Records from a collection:
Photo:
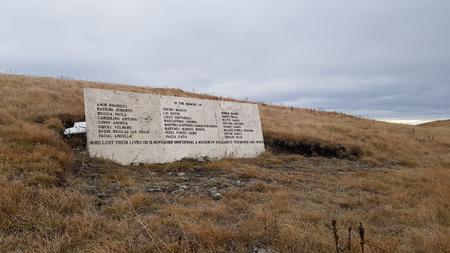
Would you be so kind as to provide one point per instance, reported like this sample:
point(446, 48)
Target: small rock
point(152, 189)
point(213, 193)
point(239, 183)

● **EXERCISE OBJECTIVE**: Write out all the records again, replacing "small rock" with "stone" and changing nothing else. Omit the pictures.

● **SOLVED PROBLEM**:
Photo:
Would you be so kind as to provide one point per instance, reported like this sample:
point(446, 48)
Target: stone
point(152, 189)
point(213, 193)
point(239, 183)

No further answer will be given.